**TEXT SEGMENT:**
● ● ● ● ● ● ●

With gRPC, client side libraries can easily be generated for multiple languages, like Java, C#, C++, Go, Python, Node Js, etc. The generated client code contains stubs for use by gRPC clients to call the methods defined by the service.
Using gRPC, clients can invoke the Voicegain STT APIs like a local object whose methods expose the APIs. This method is a fast, efficient, and low-latency way to stream audio to Voicegain and receive recognition responses. The responses are sent over the same connection back from the server to client - this removes the need for polling or callbacks to get the results when using HTTP.
gRPC is great when used from the back-end code or from Android. It is not a plug and play solution when used from Web Browsers but requires some extra steps.
UDP Based Methods
The first three methods described above are TCP based methods. They work great for audio streaming as long as the connection has no or minimal packet loss. Packet loss causes significant delays and jitter in the TCP connections. This may be fine if audio does not have to be processed truly real-time and can be buffered.
If real-time behavior is important and the network is known to be unreliable, the UDP protocol is a better alternative to TCP for audio streaming. With UDP, packet loss will manifest itself as audio dropouts, but that may be preferable to excessive pauses and jitter in case of TCP.
4. RTP protocol with Voicegain extensions
RTP is a standard protocol for audio streaming over UDP. However, RTP itself is is generally not sufficient and is normally used with accompanying RTP Control Protocol (RTCP). Voicegain has implemented its own variation of RTCP that can be used to control RTP audio streams sent to the recognizer.

● ● ● ● ● ● ●

**GIVEN RECORDS:**
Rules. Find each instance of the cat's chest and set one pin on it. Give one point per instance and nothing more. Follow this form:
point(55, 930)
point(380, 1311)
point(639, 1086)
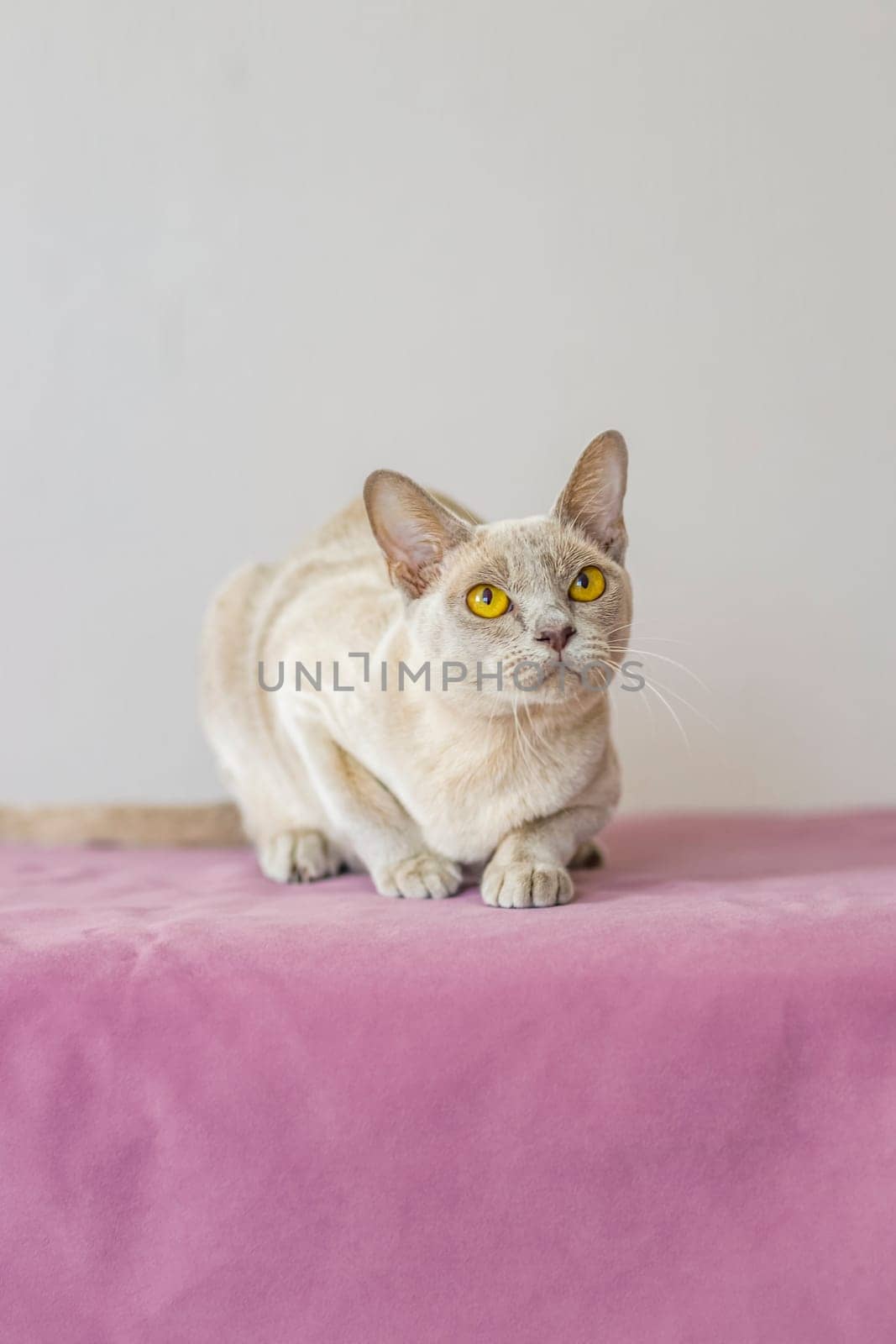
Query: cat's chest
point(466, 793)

● ● ● ● ● ● ●

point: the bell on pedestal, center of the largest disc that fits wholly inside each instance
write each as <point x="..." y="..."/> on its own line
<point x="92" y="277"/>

● ● ● ● ● ● ●

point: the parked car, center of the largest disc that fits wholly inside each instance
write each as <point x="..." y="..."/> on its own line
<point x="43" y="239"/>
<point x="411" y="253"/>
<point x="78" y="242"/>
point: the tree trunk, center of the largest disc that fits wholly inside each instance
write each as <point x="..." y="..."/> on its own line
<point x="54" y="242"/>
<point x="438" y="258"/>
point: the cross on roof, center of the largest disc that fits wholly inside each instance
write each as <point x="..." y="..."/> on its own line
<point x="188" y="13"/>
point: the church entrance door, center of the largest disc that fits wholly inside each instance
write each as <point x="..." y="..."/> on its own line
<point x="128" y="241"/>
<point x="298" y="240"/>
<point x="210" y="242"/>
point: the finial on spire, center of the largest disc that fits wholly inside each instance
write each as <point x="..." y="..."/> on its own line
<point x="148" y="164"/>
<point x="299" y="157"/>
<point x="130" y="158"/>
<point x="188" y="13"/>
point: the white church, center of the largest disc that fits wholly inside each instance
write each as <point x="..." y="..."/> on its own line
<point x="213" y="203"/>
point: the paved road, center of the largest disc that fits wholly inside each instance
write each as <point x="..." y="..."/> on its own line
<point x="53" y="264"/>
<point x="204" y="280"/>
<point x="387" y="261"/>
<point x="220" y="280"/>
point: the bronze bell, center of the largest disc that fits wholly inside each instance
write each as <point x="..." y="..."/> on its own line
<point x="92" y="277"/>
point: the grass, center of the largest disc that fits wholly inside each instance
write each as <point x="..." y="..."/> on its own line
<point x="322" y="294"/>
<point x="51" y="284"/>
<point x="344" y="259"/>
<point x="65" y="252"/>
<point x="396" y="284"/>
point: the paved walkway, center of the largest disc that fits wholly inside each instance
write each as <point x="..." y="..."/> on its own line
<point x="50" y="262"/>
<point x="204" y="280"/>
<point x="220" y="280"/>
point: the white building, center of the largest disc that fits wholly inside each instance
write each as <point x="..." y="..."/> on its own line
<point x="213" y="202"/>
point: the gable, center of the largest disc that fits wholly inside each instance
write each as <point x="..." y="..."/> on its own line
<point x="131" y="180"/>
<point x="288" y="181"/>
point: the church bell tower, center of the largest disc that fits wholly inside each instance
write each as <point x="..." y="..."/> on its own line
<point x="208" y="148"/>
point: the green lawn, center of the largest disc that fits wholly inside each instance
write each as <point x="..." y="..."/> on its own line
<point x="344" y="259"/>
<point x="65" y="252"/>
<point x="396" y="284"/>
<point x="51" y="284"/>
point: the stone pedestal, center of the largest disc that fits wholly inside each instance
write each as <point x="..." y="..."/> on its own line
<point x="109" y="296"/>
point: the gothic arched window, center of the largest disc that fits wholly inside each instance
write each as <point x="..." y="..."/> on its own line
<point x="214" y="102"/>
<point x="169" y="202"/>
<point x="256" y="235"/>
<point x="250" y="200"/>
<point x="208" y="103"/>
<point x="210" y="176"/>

● ● ● ● ● ● ●

**WORK REQUEST A:**
Answer these questions using the audio streaming text, one answer per line, marked (i), (ii) and (iii) to match:
(i) What do the stubs in the generated client code let gRPC clients do?
(ii) How does packet loss show up when audio is streamed over UDP?
(iii) What protocol is RTP normally used with?
**WORK REQUEST B:** Please rewrite the paragraph of the audio streaming text that begins "Using gRPC, clients can invoke" in shorter form, keeping its main facts.
**WORK REQUEST C:** Reproduce word for word the part of the audio streaming text starting at "Using gRPC, clients" and ending at "some extra steps.".

**YOUR SOLUTION A:**
(i) They let gRPC clients call the methods defined by the service.
(ii) It shows up as audio dropouts.
(iii) RTP is normally used with the RTP Control Protocol (RTCP).

**YOUR SOLUTION B:** With gRPC, clients call the Voicegain STT APIs as if they were methods of a local object. It is a fast, efficient, low-latency way to stream audio to Voicegain and get recognition responses. The server sends responses back over the same connection, so the polling or callbacks needed with HTTP are not required.

**YOUR SOLUTION C:**
Using gRPC, clients can invoke the Voicegain STT APIs like a local object whose methods expose the APIs. This method is a fast, efficient, and low-latency way to stream audio to Voicegain and receive recognition responses. The responses are sent over the same connection back from the server to client - this removes the need for polling or callbacks to get the results when using HTTP.
gRPC is great when used from the back-end code or from Android. It is not a plug and play solution when used from Web Browsers but requires some extra steps.